| Problem details |
Every line below that has the string "blonde" needs to be copied.

::::

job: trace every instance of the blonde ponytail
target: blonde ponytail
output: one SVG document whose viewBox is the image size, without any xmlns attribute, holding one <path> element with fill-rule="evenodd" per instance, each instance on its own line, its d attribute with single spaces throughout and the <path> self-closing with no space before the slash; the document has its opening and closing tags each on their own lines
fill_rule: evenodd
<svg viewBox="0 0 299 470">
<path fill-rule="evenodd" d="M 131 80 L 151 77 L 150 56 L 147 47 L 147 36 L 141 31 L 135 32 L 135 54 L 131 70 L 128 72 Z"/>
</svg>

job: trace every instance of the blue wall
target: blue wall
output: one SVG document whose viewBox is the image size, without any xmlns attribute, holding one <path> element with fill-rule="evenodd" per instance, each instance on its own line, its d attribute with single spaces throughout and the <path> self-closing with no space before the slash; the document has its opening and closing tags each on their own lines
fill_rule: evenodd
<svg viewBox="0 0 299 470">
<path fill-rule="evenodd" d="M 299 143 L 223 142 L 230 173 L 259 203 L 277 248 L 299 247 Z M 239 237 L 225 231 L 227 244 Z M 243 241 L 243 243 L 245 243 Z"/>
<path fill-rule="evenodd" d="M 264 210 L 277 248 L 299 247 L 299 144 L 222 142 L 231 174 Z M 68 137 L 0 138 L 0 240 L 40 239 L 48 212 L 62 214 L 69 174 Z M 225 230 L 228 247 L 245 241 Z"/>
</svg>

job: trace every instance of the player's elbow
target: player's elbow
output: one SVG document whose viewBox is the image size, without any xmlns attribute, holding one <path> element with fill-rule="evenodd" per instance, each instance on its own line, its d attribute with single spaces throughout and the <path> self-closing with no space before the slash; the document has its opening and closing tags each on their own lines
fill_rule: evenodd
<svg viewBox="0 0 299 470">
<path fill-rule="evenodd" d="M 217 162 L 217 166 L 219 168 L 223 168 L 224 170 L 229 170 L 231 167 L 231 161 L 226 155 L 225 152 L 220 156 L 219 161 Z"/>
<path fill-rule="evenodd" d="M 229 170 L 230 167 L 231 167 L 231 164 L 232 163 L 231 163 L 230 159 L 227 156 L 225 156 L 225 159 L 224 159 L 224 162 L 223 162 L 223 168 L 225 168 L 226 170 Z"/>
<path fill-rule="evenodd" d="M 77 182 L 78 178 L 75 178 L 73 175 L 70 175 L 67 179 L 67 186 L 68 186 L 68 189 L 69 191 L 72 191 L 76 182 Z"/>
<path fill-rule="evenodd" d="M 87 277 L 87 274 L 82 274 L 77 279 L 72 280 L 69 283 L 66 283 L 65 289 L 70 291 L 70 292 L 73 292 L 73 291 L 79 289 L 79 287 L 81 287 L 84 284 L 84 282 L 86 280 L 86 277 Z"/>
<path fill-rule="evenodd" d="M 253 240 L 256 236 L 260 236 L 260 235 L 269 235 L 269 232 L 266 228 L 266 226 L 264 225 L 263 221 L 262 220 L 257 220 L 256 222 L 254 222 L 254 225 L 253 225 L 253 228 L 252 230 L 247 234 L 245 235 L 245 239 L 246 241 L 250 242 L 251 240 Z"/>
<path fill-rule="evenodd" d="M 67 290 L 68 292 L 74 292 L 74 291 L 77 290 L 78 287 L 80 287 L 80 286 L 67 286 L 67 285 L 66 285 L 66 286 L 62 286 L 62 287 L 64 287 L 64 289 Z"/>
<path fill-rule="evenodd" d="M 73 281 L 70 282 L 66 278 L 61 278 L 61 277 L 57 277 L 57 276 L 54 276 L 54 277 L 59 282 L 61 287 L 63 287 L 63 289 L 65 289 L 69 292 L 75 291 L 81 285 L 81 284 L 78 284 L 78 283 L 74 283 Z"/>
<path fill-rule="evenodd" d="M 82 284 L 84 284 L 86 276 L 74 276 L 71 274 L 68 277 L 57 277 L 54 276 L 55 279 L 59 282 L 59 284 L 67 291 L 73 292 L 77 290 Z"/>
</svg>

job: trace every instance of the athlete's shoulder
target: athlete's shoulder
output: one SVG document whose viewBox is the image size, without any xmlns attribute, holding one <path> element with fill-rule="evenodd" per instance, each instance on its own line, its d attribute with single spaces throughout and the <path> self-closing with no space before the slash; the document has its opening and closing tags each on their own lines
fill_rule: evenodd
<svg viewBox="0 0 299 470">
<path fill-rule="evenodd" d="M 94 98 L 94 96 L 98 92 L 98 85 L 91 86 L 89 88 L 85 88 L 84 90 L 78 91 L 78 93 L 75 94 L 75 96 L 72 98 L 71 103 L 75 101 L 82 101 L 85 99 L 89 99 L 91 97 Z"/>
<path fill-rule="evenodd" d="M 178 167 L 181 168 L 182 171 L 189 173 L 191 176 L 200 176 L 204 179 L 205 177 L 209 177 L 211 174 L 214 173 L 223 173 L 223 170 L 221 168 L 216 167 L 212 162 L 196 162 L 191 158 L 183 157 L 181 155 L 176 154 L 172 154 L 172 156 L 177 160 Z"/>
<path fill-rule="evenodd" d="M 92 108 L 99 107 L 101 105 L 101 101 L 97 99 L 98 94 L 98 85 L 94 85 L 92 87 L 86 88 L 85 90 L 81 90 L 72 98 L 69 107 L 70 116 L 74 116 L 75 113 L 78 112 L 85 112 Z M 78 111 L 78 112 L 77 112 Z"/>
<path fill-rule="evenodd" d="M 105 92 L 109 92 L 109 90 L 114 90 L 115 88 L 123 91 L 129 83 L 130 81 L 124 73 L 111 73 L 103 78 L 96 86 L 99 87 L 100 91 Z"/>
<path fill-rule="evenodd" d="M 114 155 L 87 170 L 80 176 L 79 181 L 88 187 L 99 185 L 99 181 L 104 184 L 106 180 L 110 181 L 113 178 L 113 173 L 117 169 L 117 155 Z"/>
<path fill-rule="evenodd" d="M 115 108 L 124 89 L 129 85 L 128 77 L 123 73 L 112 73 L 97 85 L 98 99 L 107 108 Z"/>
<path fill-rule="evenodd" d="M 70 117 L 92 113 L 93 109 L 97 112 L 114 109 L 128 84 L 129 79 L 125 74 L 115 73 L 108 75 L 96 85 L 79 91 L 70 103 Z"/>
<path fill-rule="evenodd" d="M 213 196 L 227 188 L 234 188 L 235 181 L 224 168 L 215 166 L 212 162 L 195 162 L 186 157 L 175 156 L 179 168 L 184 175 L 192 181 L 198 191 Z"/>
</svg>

::::

| Answer below |
job: trace every instance of the blonde ponytail
target: blonde ponytail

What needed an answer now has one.